● **Document excerpt**
____
The following code (molecular dynamics simulation) was ported more or less directly from Fortran, but being new to Julia programming the performance isn’t as good. I followed the performance tips as much as I could, but I’m guessing there are ways to squeeze out additional speedups. It would be a good test-bed for me to learn how to use benchmarking tools in Julia, unfortunately I wasn’t able to interpret the results to find out possible bottlenecks (JuliaPro is giving me lots of errors so I run everything from the terminal, and ProfileView didn’t install cleanly).
Ay advice on how to improve this code for efficiency and/or to learn how to identify and optimise slow bits of code would be appreciated.
using BenchmarkTools, Compat
function potential(r::Array{Float64, 2},a::Array{Float64, 2})
Epot::Float64 = 0.0
fill!(a, 0.0)
rij = Array{Float64, 1}(3)
n::Int = size(r,2)
for i = 1:n-1
for j = i+1:n
@views rij = r[:,i] - r[:,j]
dist2::Float64 = dot(rij,rij)
r6::Float64 = (1.0/dist2)^3.0
r12::Float64 = r6*r6
Epot += r12 - r6
for k=1:3
tmp::Float64 = (r6 - 2.0*r12)/dist2 * rij[k]
a[k,i] -= tmp
a[k,j] += tmp
end
end
end
return Epot
end
n = 55
r=rand(3,n)
a=zeros(3,n)
function myfunc()
for i = 1:1000
Epot = potential(r,a)
end
end
@time myfunc()
@benchmark potential(r,a)
____
● **Provided material**
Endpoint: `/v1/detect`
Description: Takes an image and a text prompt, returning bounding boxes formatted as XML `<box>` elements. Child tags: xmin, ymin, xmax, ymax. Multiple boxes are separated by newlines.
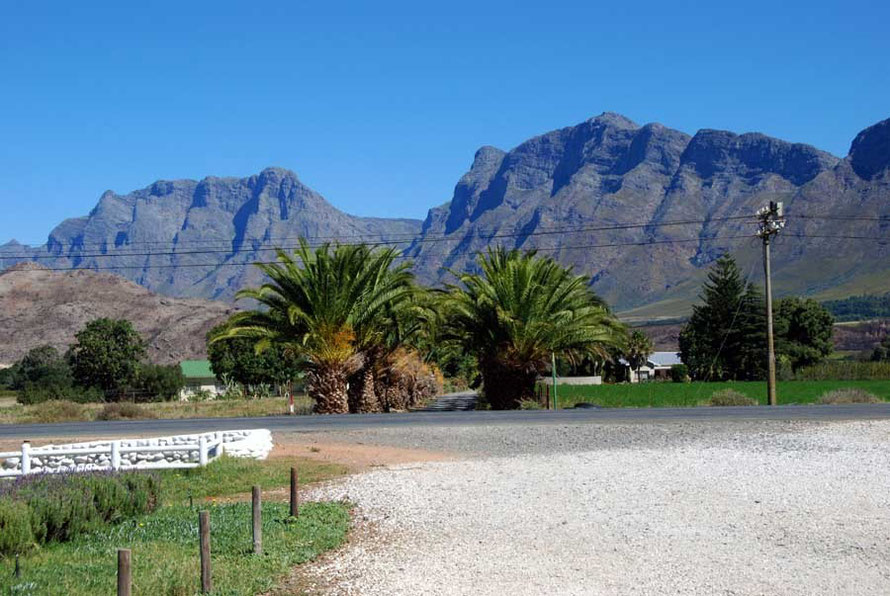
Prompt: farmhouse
____
● **Exercises to complete**
a – Reproduce the part of the Julia simulation post starting with "The following code" and going on through "would be appreciated.".
b – Pick up the forum post about speeding up the Julia molecular dynamics code at the point where it stops, and extend it.

● **Answers provided**
a –
The following code (molecular dynamics simulation) was ported more or less directly from Fortran, but being new to Julia programming the performance isn’t as good. I followed the performance tips as much as I could, but I’m guessing there are ways to squeeze out additional speedups. It would be a good test-bed for me to learn how to use benchmarking tools in Julia, unfortunately I wasn’t able to interpret the results to find out possible bottlenecks (JuliaPro is giving me lots of errors so I run everything from the terminal, and ProfileView didn’t install cleanly).
Ay advice on how to improve this code for efficiency and/or to learn how to identify and optimise slow bits of code would be appreciated.

b –
# @profile potential(r,a)
# @profile myfunc()
# Profile.print(format=:flat, sortedby=:count)
In Julia, you normally do not have to annotate types.
Annotations can be nice as documentation, but one of the strengths of Julia is how easy it makes writing generic code. Julia uses type inference to infer all the types at compile time, and compiles separate versions of the function for each set of input types so you can get the best of both worlds – flexibility, without giving up any runtime performance.
Here is a version focusing on being more flexible:
function potential!(a::AbstractMatrix, r::AbstractMatrix{T}) where T
m, n = size(r)
@boundscheck begin # following advice of tkoolen
if ( m > size(a,1) || n > size(a,2) )
throw(BoundsError("Dimensions of a: $(size(a)); dimensions of r: $(size(r))"))
end
end
Epot = zero(T)
fill!(a, 0)
rij = Vector{T}(undef, m)
# equivalent to
# rij = Array{T, 1}(undef, m)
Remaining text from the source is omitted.